● **What you are asked to do**
Repeat exactly the lines that run from the one containing "of the embroidered" to the end of the data, and leave out all others.

● **Supplied data**
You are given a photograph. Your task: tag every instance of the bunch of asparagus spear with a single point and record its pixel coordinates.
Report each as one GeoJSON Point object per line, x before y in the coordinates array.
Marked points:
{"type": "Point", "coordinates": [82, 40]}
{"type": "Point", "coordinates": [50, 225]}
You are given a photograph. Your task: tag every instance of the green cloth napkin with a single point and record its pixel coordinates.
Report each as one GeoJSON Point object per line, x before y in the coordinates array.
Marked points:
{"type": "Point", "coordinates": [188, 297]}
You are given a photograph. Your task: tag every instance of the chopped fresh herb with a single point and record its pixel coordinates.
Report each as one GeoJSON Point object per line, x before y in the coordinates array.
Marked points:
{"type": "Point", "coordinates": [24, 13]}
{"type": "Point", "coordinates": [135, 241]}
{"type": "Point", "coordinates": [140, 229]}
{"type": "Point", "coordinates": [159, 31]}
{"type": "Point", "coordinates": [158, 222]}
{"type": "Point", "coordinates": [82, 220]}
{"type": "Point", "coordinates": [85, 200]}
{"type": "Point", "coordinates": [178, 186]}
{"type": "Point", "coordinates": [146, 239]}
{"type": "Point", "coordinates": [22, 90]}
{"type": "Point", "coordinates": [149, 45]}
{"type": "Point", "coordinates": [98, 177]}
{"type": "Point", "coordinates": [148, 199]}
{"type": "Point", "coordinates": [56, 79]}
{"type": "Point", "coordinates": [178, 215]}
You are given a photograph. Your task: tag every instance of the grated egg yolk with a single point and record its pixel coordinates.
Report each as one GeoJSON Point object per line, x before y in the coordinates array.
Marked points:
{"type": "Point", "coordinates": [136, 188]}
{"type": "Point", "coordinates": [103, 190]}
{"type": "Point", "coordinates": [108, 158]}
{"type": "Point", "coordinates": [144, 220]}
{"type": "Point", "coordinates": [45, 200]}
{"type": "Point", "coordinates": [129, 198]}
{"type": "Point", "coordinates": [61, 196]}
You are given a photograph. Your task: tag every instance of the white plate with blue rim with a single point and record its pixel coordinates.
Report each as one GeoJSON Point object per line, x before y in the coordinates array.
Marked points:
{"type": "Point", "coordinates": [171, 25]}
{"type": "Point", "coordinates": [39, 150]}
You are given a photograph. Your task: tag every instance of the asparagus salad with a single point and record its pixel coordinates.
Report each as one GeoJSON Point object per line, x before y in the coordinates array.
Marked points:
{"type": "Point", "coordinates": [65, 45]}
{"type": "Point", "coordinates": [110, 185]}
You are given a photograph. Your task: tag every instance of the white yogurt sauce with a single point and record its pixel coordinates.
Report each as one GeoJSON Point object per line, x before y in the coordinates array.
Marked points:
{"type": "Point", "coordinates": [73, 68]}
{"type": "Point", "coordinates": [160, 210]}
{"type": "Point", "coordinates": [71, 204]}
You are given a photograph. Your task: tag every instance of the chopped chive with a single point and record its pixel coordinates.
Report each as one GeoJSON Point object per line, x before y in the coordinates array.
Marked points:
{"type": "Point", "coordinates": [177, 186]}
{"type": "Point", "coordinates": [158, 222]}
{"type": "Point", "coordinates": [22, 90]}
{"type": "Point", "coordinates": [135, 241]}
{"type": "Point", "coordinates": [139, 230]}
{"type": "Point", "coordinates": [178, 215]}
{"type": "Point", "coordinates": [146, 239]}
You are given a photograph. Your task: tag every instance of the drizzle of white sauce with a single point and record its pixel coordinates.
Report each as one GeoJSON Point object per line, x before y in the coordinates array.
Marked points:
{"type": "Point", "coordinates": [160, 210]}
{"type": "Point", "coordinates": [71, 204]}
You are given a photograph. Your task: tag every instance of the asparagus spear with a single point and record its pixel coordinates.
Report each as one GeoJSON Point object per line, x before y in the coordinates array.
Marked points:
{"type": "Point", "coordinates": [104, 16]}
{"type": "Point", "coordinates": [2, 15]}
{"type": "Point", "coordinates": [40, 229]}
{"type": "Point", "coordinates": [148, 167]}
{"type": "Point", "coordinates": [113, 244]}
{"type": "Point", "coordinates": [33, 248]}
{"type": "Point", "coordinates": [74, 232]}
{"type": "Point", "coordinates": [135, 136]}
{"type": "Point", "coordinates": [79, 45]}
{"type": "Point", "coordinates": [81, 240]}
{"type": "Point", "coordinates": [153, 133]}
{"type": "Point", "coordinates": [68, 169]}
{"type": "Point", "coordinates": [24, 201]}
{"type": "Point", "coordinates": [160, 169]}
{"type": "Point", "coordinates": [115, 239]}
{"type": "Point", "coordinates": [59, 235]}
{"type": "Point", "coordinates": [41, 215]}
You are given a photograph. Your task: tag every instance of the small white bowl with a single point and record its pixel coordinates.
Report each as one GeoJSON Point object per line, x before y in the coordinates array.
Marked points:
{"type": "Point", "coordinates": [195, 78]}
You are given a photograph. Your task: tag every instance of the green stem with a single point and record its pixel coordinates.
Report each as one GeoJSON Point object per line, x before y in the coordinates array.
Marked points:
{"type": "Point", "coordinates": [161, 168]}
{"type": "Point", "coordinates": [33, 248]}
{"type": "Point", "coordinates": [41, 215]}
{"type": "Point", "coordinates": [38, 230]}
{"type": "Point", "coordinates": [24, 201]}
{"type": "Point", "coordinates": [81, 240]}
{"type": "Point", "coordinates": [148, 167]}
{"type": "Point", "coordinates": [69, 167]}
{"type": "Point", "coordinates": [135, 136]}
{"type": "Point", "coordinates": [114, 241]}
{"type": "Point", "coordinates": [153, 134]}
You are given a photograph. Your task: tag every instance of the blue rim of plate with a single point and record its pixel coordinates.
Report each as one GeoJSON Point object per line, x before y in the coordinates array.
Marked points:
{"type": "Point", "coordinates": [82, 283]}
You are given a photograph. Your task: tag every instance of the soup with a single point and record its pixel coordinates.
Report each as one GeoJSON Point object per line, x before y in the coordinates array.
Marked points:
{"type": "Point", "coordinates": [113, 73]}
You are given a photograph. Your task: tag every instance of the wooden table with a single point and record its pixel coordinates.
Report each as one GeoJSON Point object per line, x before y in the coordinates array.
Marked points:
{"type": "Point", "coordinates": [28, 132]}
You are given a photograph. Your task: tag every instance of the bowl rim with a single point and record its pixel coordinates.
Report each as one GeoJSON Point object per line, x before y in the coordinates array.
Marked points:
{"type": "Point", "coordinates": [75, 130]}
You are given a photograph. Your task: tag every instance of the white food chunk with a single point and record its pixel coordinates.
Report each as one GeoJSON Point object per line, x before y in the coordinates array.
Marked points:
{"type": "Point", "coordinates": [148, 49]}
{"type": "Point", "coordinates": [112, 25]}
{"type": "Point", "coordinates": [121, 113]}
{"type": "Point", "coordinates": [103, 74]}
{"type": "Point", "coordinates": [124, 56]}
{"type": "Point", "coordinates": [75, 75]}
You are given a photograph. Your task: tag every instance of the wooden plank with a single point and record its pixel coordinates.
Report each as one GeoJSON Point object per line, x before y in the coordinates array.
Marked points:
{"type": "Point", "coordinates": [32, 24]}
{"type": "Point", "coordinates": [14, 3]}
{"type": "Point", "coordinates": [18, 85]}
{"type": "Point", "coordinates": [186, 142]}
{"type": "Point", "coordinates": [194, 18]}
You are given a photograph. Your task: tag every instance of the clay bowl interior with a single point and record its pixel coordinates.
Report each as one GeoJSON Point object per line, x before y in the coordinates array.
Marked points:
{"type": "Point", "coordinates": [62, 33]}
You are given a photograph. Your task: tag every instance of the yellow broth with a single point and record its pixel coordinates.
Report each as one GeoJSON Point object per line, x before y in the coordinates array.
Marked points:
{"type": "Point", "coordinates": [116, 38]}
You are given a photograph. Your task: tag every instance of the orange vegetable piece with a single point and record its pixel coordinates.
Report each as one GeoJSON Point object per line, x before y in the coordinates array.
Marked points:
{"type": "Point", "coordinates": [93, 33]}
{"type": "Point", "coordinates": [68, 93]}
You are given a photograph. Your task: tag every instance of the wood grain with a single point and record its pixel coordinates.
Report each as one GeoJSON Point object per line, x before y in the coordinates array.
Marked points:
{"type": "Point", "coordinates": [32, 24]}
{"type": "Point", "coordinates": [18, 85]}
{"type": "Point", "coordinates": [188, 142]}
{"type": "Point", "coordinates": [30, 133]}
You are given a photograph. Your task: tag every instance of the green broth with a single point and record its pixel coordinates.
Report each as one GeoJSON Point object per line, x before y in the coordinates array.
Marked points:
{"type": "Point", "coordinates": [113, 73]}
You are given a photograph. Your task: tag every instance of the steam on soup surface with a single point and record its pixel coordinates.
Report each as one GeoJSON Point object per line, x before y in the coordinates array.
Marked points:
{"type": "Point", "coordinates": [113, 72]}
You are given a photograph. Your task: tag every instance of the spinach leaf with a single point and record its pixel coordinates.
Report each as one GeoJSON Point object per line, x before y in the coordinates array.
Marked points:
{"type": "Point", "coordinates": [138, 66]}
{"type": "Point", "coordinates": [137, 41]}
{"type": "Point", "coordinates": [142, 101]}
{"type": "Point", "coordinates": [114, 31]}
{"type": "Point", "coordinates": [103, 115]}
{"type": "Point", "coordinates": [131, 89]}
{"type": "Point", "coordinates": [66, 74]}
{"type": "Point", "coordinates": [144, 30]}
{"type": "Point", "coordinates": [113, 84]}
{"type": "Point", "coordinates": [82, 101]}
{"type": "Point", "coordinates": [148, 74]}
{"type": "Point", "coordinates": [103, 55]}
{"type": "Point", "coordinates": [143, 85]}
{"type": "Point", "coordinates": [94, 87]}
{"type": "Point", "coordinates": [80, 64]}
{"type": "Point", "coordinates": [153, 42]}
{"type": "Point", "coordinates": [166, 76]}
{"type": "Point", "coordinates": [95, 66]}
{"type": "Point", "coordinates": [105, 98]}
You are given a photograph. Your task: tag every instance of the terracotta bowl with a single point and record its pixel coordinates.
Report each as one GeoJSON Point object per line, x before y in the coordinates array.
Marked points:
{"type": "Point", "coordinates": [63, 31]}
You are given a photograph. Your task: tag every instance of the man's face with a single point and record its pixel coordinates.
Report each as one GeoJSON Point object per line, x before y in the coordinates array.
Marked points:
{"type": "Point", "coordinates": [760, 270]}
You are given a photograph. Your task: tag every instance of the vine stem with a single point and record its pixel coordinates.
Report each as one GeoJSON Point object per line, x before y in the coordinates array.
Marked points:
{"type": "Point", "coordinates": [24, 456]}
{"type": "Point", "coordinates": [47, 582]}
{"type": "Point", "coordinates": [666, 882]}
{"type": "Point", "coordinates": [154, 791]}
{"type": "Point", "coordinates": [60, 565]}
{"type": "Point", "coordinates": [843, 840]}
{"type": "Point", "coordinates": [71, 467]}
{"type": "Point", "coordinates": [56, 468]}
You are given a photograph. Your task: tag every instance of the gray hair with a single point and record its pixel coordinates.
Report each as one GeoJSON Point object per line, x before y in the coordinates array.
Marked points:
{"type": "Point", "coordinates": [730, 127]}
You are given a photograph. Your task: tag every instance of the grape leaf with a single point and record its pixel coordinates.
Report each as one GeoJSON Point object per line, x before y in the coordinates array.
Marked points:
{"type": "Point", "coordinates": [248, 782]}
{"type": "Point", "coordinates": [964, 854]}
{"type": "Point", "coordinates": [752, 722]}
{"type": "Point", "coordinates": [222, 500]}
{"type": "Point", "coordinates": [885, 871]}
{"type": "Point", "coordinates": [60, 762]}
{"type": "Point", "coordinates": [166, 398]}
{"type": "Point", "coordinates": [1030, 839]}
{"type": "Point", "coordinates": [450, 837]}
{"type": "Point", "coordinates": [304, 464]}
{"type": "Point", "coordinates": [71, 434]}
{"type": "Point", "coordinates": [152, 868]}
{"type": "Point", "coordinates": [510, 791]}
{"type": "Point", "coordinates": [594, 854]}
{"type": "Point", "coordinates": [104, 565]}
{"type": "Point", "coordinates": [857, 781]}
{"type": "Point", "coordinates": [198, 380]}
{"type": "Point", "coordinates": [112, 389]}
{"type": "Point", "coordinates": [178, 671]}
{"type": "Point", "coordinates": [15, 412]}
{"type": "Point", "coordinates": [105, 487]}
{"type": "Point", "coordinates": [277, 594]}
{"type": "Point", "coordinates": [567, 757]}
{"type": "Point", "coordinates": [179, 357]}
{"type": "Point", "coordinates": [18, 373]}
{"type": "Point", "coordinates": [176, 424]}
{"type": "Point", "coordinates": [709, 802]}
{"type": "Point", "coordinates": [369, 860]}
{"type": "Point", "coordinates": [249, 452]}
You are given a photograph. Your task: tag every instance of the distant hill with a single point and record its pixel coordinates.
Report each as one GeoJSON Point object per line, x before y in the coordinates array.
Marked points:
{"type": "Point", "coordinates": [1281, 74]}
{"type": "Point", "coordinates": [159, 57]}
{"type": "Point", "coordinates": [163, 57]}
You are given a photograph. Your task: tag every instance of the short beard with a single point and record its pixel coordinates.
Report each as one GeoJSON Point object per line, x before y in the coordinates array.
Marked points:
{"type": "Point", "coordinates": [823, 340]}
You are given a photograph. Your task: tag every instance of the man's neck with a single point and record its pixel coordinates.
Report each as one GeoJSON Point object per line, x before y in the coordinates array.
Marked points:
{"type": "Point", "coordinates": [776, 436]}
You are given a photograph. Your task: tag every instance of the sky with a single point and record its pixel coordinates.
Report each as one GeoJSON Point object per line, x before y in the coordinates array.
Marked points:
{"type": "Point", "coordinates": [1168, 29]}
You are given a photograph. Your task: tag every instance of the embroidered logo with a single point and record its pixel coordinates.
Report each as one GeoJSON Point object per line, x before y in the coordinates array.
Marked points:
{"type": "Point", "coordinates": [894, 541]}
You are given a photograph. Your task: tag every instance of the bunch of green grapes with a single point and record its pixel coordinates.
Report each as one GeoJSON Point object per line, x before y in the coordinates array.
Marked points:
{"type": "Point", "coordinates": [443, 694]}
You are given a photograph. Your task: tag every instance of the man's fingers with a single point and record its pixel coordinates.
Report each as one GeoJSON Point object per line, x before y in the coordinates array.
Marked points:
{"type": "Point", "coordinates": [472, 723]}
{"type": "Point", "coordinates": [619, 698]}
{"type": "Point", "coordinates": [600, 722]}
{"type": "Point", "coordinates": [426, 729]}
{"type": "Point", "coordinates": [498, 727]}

● **Response to the task**
You are given a photograph. Your task: tag every instance of the embroidered logo with a single point and record its pixel coordinates.
Report each as one GeoJSON Point object per line, x before y in the coordinates array.
Marked points:
{"type": "Point", "coordinates": [894, 541]}
You are given a photograph. Your task: tag every instance of the bunch of green grapes with a single point and record its pixel coordinates.
Report each as one GeoJSON Point object per line, x before y in the coordinates array.
Marked points:
{"type": "Point", "coordinates": [443, 694]}
You are given a photograph. Your task: tag every instance of the man's fingers with a single point and record its pixel coordinates.
Report each as one GeoJSON Point object per line, x before y in the coordinates array.
Marked points:
{"type": "Point", "coordinates": [472, 723]}
{"type": "Point", "coordinates": [619, 698]}
{"type": "Point", "coordinates": [600, 722]}
{"type": "Point", "coordinates": [426, 729]}
{"type": "Point", "coordinates": [498, 727]}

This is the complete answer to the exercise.